Batch Level 1 - Full Implementation

This exercise requires working code that runs in BigQuery:

cd exercises/batch_level_1/candidate_solution

# Choose your approach: SQL or Python (delete unused stubs)
# Option 1: SQL approach - Edit sql/*.sql files
# Option 2: Python approach - Edit python/*.py files

# Run the full pipeline
python -m src.pipeline full

# Verify results in BigQuery:
# - candidate_yourname_staging.users
# - candidate_yourname_staging.payments
# - candidate_yourname_prod.country_revenue

What to deliver:

Staging transformations (prepare raw data for analytics use)
Production aggregation (country-level revenue metrics)
Working pipeline that produces correct results

Batch Level 2 - Implementation or Pseudocode

This exercise evaluates both your implementation and design thinking:

cd exercises/batch_level_2

# Read the problem in README.md
# Implement SQL or Python transformations, or write pseudocode
# Focus on logic and correctness
# Explain your reasoning and trade-offs

Example approach:

FUNCTION process_incremental_data(run_date):
  // Step 1: Identify new files since last run
  new_files = list_gcs_files(path, after=last_processed_timestamp)
  
  // Step 2: Load and deduplicate
  events = load_csv_files(new_files)
            .deduplicate(on=event_id, keep=first)
  
  // Step 3: Merge into daily table (idempotent)
  MERGE INTO daily_metrics USING events
    ON daily_metrics.user_id = events.user_id AND daily_metrics.date = events.date
    WHEN MATCHED THEN UPDATE SET ...
    WHEN NOT MATCHED THEN INSERT ...
  
  // Step 4: Record processed files
  update_metadata(last_processed_timestamp = now())
END

// Trade-offs:
// - Using MERGE ensures idempotency (safe to rerun)
// - Deduplication by event_id handles resent files
// - Limited lookback window (7 days) balances completeness vs performance

📊 GCP Infrastructure Details

Project: data-engineer-recruitment Location: EU

Your Datasets (isolated per candidate):

candidate_yourname_raw - Raw ingested data
candidate_yourname_staging - Prepared data (staging)
candidate_yourname_prod - Production analytics tables

Seed Data (for Batch Level 1):

Location: gs://de-recruitment-test-seeds-2026/
Files: users.csv, payments.csv
Auto-loaded by ingestion script

💡 Assessment Guidelines

What We're Looking For

Technical Skills ✅

Correct data combination logic (joins, lookups)
Proper null and missing data handling
Understanding of staging layer purpose (preparing data for analytics)
Understanding of idempotency and deduplication
Appropriate aggregation and window functions
Knowledge of BigQuery/SQL or pandas operations

Problem-Solving Approach ✅

Asking clarifying questions
Identifying edge cases
Explaining trade-offs
Considering production concerns (scale, cost, monitoring)

Communication ✅

Clear pseudocode with comments
Explaining reasoning behind design choices
Documenting assumptions

Tips for Success

Read the problem carefully - Understand requirements before coding
Ask questions - Clarify ambiguities (even for take-home exercises, document assumptions)

• What to work on:
1. According to the exercise instructions, at what location is the seed data for Batch Level 1 stored?
2. For each statement, say whether the exercise instructions support it, answering yes or no and quoting the deciding words: (a) Batch Level 2 accepts pseudocode in place of an implementation. (b) The Batch Level 1 pipeline is run with the command "python -m src.pipeline incremental". (c) The example approach uses a 14-day lookback window.

• Material provided:
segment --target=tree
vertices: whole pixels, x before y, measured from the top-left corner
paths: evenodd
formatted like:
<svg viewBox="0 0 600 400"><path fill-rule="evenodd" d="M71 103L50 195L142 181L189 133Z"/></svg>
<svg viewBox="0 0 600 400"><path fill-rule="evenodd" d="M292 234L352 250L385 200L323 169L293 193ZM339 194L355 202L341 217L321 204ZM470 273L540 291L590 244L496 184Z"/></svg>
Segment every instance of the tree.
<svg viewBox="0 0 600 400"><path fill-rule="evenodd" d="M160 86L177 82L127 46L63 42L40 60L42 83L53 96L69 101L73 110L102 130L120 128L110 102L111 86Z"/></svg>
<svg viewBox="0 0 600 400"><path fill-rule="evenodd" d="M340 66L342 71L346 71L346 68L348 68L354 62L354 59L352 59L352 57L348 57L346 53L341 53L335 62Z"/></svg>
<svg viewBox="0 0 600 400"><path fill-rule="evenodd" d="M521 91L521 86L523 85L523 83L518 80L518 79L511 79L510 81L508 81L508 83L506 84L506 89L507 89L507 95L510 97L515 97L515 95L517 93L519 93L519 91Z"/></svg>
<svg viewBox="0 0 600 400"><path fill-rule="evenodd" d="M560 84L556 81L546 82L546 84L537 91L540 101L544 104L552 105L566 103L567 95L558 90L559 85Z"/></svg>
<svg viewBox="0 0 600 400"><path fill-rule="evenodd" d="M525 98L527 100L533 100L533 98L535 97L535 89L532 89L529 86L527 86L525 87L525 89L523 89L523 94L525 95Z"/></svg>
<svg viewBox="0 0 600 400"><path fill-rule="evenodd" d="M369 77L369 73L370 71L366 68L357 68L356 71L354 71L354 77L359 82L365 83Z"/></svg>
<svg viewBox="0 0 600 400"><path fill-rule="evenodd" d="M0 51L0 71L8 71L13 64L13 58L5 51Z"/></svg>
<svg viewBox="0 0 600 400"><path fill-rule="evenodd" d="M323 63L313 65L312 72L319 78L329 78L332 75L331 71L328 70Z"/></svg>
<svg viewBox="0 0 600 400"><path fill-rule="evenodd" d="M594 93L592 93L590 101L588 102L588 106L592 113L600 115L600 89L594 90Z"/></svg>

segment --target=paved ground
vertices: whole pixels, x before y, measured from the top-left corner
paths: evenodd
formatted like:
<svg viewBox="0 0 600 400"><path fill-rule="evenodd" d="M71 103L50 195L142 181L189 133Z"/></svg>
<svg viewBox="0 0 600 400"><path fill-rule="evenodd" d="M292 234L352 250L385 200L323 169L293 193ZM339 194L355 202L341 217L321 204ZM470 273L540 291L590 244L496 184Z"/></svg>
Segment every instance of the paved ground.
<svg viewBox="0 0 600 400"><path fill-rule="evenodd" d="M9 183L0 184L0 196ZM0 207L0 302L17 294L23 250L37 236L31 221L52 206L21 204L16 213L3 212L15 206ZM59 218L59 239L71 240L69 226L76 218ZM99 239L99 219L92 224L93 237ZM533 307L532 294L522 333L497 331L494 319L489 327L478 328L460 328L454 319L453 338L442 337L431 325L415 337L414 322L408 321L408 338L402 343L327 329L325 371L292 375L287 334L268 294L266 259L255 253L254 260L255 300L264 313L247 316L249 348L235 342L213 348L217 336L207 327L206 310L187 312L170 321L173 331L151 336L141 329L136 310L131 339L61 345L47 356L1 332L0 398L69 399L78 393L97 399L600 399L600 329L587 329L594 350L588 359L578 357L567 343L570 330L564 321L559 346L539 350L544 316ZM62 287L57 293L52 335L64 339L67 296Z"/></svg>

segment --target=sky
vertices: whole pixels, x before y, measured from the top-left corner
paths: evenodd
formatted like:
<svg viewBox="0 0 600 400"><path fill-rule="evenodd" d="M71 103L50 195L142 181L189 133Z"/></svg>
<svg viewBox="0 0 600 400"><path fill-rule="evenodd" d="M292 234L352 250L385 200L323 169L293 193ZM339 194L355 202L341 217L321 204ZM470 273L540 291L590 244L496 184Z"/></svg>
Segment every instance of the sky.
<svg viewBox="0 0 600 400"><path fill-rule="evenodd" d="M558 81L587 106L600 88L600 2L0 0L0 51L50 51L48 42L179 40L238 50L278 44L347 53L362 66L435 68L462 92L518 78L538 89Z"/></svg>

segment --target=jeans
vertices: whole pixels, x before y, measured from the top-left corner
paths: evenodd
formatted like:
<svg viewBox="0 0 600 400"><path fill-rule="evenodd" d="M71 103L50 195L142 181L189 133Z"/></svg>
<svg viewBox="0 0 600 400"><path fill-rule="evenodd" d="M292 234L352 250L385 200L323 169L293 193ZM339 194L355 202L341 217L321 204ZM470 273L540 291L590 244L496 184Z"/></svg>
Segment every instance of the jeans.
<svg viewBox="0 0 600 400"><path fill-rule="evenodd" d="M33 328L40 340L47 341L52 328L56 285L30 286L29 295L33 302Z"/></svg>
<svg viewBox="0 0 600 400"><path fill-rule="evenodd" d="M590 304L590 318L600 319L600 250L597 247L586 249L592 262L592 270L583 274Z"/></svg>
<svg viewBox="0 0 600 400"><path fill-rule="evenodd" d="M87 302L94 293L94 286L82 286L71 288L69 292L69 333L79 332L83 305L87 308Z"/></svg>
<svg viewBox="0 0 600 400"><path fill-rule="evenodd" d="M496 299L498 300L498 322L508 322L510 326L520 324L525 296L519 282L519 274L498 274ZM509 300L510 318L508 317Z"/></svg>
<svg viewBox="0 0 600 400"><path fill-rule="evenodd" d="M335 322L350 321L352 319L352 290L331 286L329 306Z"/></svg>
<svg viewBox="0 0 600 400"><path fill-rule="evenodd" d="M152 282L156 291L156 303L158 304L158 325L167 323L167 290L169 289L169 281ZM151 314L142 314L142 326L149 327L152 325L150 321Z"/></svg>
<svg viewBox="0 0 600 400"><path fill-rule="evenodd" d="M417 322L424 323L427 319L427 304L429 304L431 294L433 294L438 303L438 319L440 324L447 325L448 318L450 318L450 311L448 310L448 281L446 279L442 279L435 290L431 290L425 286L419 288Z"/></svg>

• Responses to the exercise:
1. gs://de-recruitment-test-seeds-2026/

2.
(a) Yes: "Implement SQL or Python transformations, or write pseudocode"
(b) No: "python -m src.pipeline full"
(c) No: "Limited lookback window (7 days) balances completeness vs performance"